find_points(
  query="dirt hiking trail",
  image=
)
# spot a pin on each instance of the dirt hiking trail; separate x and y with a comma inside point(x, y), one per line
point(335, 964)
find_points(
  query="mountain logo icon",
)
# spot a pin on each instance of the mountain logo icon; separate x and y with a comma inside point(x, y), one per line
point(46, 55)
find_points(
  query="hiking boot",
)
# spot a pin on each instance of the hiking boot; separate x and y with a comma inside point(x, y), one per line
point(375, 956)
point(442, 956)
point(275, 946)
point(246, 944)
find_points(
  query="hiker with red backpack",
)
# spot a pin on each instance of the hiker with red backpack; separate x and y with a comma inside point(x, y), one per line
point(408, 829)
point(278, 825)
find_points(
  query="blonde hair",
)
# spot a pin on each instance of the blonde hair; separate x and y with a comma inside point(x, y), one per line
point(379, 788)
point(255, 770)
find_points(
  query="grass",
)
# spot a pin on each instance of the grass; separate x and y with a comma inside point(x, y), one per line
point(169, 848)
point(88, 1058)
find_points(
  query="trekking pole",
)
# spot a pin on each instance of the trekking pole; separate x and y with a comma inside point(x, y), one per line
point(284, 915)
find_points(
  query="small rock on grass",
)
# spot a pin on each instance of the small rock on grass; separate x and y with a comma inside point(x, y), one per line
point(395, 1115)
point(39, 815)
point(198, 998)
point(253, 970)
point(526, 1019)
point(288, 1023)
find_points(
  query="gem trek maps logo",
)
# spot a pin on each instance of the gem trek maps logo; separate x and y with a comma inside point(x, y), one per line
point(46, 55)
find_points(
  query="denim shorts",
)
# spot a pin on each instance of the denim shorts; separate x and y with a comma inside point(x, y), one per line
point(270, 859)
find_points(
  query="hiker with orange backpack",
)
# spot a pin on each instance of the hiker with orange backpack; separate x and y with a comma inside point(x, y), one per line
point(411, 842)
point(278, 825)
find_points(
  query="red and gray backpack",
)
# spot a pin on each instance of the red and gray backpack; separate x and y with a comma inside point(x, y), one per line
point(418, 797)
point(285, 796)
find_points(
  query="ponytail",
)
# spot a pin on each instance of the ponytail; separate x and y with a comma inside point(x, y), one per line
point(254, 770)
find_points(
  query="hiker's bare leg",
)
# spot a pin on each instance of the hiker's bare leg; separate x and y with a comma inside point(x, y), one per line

--- Goal ---
Copy out the material verbatim, starting at its first line and ending with the line that contains "point(284, 915)", that line included.

--- Task result ---
find_points(
  query="dirt hiking trail",
  image=
)
# spot a pin on each instance of the dirt hiking trail; separate x and y with a comma inside point(x, y), one per line
point(335, 964)
find_points(
  query="mountain logo icon",
)
# spot a pin on each instance of the mountain logo icon; separate x and y with a comma inside point(x, y), one per line
point(46, 55)
find_points(
  query="hiking boot",
)
# spot a pin on each instance of the hiking boot; separate x and y with a comma inside point(x, y), one per line
point(375, 956)
point(442, 956)
point(275, 946)
point(246, 944)
find_points(
  query="hiker with red backpack",
)
# spot a pin on each instance of the hiker with red backpack; separate x and y with a comma inside point(x, y), one per line
point(408, 829)
point(278, 825)
find_points(
  query="blonde hair",
)
# spot a pin on each instance of the blonde hair; separate x and y with a comma inside point(x, y), one per line
point(379, 788)
point(255, 770)
find_points(
  query="grass",
)
# spot a pin on each instance of the grass; separate x and y with a comma inside point(x, y), one per line
point(169, 848)
point(88, 1058)
find_points(
  query="trekking pole",
)
# spot a pin on each instance of the trekking pole; separate x and y with a comma inside point(x, y), one per line
point(284, 915)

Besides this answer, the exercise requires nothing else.